• WORK TO COMPLETE
Output the records again verbatim.

• TASK DATA
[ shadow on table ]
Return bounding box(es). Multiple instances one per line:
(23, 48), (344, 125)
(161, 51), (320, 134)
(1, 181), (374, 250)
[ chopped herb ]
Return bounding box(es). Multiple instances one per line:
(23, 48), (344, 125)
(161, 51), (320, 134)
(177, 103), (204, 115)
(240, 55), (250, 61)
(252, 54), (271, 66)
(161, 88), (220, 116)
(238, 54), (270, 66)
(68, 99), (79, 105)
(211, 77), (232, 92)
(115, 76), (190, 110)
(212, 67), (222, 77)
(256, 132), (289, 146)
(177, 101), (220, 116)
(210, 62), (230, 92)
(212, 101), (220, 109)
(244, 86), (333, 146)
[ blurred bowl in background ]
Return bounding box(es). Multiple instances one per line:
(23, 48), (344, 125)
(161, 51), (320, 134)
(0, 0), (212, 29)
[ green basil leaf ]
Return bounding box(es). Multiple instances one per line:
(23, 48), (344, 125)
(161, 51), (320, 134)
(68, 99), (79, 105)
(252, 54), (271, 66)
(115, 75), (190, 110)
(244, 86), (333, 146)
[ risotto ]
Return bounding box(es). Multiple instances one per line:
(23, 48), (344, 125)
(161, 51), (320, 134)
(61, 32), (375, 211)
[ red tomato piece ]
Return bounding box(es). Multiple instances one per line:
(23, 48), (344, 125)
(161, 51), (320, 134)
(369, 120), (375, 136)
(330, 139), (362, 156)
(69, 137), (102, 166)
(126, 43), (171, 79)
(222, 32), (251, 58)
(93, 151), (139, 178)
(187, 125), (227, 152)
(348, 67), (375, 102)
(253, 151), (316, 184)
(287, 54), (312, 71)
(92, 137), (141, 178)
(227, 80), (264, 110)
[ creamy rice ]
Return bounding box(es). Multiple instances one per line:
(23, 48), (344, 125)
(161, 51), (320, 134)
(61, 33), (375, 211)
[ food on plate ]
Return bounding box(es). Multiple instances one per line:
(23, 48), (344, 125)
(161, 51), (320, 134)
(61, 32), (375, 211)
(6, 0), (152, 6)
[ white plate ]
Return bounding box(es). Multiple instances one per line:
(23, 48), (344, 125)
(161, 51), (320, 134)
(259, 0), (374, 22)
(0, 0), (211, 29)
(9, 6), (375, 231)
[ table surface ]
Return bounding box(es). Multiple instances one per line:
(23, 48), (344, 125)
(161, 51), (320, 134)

• RESULT OF THE EXERCISE
[ shadow on table ]
Return bounding box(es). Multiple instances one per line:
(23, 48), (344, 125)
(161, 51), (320, 134)
(1, 181), (374, 250)
[ chopped herb ]
Return bounding box(es). Multiple instances one per line:
(23, 48), (344, 125)
(161, 51), (320, 134)
(177, 103), (204, 115)
(240, 55), (250, 61)
(252, 54), (271, 66)
(161, 88), (220, 116)
(238, 54), (270, 66)
(68, 99), (79, 105)
(211, 77), (232, 92)
(115, 76), (190, 110)
(212, 67), (222, 77)
(256, 132), (289, 146)
(177, 101), (220, 116)
(210, 62), (230, 92)
(212, 101), (220, 109)
(244, 86), (333, 146)
[ blurred bowl in background ]
Return bounding box(es). Multiple instances one per line:
(23, 48), (344, 125)
(161, 51), (320, 134)
(0, 0), (212, 29)
[ green basil leaf ]
Return bounding box(es). Multiple instances one per line:
(23, 48), (344, 125)
(161, 51), (320, 134)
(68, 99), (79, 105)
(252, 54), (271, 66)
(115, 75), (190, 110)
(244, 86), (333, 146)
[ risotto ]
Return bounding box(es). Multiple instances one per line:
(23, 48), (344, 125)
(161, 51), (320, 134)
(61, 32), (375, 211)
[ red tomato piece ]
Return bounding box(es). Multiple instances one per line:
(23, 48), (344, 125)
(161, 51), (320, 134)
(369, 120), (375, 136)
(330, 139), (362, 156)
(69, 137), (102, 166)
(126, 43), (171, 79)
(222, 32), (251, 58)
(93, 151), (139, 178)
(187, 125), (227, 152)
(348, 67), (375, 102)
(253, 151), (316, 184)
(287, 54), (312, 71)
(92, 137), (141, 178)
(227, 80), (264, 110)
[ creamy rice ]
Return bounding box(es). Multiple instances one per line:
(23, 48), (344, 125)
(161, 51), (320, 134)
(61, 33), (375, 211)
[ food on plate ]
Return bounding box(es). Multiple instances one per line:
(23, 48), (344, 125)
(161, 51), (320, 134)
(61, 32), (375, 211)
(6, 0), (152, 6)
[ white plate ]
Return bounding box(es). Multiple instances one per line:
(23, 48), (344, 125)
(161, 51), (320, 134)
(259, 0), (374, 22)
(0, 0), (211, 29)
(9, 6), (375, 231)
[ table surface ]
Return bounding box(es). Multiple instances one per line:
(23, 48), (344, 125)
(161, 51), (320, 134)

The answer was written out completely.